### TASKS
**1)** Decide whether each statement below agrees with the FC Flora U21 page, answering yes or no and quoting the words of the page that settle it: (a) the team's ground is Flora Lilleküla Stadium; (b) reserve teams in Estonia play in a separate reserve team league; (c) the team was founded in 2010.
**2)** Write out the stored rows word for word, from their first line through the line that contains "<point>565,482</point>", including that line.

### PAGE EXTRACT
[Start]
Flora U21
- Founded: 2006
- Ground: Flora Lilleküla Stadium
- Capacity: 200
- President: Pelle Pohlak
- Manager: Taavi Viik
- League: Esiliiga
- 2025: Esiliiga, 5th of 10
- Website: http://www.fcflora.ee
| Home colours | Away colours |

= FC Flora U21 =

Estonian football reserve team

FC Flora U21 is an Estonian football team based in Tallinn, Estonia.

It is the reserve team of Flora, and currently plays in Esiliiga. Reserve teams in Estonia play in the same league system as the senior team, rather than in a reserve team league. They must play at least one level below their main side.
[End]
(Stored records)
[Start]
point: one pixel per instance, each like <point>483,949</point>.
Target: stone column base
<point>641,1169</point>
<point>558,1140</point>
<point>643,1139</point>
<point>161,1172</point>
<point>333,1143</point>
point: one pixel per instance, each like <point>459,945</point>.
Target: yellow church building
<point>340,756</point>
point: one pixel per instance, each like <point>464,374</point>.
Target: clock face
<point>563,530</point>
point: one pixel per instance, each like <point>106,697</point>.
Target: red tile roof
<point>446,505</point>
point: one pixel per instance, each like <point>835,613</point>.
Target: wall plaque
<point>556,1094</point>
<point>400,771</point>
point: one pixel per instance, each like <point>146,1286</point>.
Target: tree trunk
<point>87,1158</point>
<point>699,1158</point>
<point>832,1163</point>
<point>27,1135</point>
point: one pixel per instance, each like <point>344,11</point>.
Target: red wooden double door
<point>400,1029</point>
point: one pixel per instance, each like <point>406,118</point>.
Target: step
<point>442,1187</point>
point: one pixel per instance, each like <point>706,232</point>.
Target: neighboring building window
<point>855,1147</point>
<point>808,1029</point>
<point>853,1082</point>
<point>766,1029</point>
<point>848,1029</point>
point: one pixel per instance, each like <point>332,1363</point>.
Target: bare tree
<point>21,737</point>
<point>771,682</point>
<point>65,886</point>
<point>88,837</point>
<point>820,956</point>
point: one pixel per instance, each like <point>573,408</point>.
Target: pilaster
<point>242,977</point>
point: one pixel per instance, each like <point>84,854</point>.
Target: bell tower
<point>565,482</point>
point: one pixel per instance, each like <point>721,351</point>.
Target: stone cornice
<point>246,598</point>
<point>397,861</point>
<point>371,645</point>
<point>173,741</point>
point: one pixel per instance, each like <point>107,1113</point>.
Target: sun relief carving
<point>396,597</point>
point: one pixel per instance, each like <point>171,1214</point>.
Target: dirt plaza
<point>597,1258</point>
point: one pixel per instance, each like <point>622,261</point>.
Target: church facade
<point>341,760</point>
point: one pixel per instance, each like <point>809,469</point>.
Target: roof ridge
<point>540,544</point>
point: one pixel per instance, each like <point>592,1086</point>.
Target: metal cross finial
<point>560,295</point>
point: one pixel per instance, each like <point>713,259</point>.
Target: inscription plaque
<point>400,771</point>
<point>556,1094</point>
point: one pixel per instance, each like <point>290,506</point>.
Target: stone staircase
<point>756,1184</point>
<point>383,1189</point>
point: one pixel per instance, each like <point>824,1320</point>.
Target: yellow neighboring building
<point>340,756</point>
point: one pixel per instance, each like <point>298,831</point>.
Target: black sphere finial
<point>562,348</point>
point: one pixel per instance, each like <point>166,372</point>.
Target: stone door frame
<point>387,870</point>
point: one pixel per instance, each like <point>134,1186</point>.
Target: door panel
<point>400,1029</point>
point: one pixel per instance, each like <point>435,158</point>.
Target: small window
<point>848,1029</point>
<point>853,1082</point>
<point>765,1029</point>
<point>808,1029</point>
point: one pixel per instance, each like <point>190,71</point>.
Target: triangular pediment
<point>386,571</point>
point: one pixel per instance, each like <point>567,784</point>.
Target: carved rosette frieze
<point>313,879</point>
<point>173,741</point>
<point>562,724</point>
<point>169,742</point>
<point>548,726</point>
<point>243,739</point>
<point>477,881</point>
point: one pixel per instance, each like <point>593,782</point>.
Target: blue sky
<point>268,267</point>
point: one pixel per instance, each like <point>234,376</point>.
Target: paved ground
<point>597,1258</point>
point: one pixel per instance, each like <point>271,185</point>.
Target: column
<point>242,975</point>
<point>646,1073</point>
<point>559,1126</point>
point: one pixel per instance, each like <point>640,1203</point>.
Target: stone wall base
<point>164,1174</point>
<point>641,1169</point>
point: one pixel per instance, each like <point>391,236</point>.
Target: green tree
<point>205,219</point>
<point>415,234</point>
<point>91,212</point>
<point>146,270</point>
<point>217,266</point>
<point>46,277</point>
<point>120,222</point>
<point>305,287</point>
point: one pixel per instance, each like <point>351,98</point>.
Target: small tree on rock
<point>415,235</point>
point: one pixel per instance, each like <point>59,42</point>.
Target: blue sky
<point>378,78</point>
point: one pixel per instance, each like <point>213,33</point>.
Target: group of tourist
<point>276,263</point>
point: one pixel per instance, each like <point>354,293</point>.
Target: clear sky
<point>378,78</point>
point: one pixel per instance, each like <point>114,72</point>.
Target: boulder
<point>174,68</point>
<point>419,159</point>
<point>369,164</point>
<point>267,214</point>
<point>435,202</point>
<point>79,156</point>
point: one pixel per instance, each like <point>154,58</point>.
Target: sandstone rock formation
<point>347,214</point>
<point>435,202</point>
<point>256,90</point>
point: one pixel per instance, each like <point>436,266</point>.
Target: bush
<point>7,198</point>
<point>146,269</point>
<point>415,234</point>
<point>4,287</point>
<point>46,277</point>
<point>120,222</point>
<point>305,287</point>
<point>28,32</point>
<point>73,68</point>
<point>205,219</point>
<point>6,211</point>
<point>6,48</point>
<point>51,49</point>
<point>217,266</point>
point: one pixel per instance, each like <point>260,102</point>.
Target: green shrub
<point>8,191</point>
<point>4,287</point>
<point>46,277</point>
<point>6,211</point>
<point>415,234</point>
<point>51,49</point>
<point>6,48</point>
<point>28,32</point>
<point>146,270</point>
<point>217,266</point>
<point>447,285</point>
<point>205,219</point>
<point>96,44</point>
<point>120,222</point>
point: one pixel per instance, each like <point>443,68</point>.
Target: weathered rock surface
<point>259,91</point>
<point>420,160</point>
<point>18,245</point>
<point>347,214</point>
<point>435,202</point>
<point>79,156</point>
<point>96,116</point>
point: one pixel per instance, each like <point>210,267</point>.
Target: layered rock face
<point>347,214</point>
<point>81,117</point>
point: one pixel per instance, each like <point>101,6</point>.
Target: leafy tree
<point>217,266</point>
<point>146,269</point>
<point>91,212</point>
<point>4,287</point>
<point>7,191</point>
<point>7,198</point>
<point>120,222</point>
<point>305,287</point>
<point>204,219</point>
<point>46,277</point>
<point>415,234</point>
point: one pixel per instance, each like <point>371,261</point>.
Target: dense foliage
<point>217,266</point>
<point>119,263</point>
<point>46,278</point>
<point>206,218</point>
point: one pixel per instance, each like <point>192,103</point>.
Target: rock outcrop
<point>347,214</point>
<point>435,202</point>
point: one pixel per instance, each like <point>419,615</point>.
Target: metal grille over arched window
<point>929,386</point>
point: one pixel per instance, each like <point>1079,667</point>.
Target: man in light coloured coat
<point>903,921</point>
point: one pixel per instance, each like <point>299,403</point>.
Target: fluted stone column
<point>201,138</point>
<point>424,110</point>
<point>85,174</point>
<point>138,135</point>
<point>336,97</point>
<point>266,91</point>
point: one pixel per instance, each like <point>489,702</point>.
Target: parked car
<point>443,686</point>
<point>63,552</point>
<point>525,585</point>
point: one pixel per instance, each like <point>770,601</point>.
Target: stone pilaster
[End]
### SOLUTIONS PER TASK
**1)**
(a) Yes: "Ground: Flora Lilleküla Stadium"
(b) No: "Reserve teams in Estonia play in the same league system as the senior team, rather than in a reserve team league."
(c) No: "Founded: 2006"

**2)**
point: one pixel per instance, each like <point>483,949</point>.
Target: stone column base
<point>641,1169</point>
<point>558,1140</point>
<point>643,1139</point>
<point>161,1172</point>
<point>333,1143</point>
point: one pixel per instance, each like <point>459,945</point>.
Target: yellow church building
<point>340,756</point>
point: one pixel per instance, each like <point>464,374</point>.
Target: clock face
<point>563,530</point>
point: one pixel per instance, each like <point>106,697</point>.
Target: red tile roof
<point>446,505</point>
point: one pixel per instance, each like <point>835,613</point>.
Target: wall plaque
<point>556,1094</point>
<point>400,771</point>
point: one pixel per instance, each like <point>146,1286</point>.
Target: tree trunk
<point>87,1158</point>
<point>699,1158</point>
<point>832,1163</point>
<point>27,1135</point>
point: one pixel per instance, each like <point>344,11</point>.
Target: red wooden double door
<point>400,1029</point>
point: one pixel per instance, each like <point>406,118</point>.
Target: step
<point>442,1187</point>
point: one pixel per instance, each like <point>706,232</point>.
Target: neighboring building window
<point>855,1147</point>
<point>808,1029</point>
<point>853,1082</point>
<point>766,1029</point>
<point>848,1029</point>
point: one pixel per instance, each like <point>332,1363</point>.
Target: bare tree
<point>21,737</point>
<point>771,682</point>
<point>65,886</point>
<point>88,837</point>
<point>820,956</point>
point: one pixel per instance, each like <point>573,408</point>.
Target: pilaster
<point>242,977</point>
point: one pixel per instance, each like <point>84,854</point>.
Target: bell tower
<point>565,482</point>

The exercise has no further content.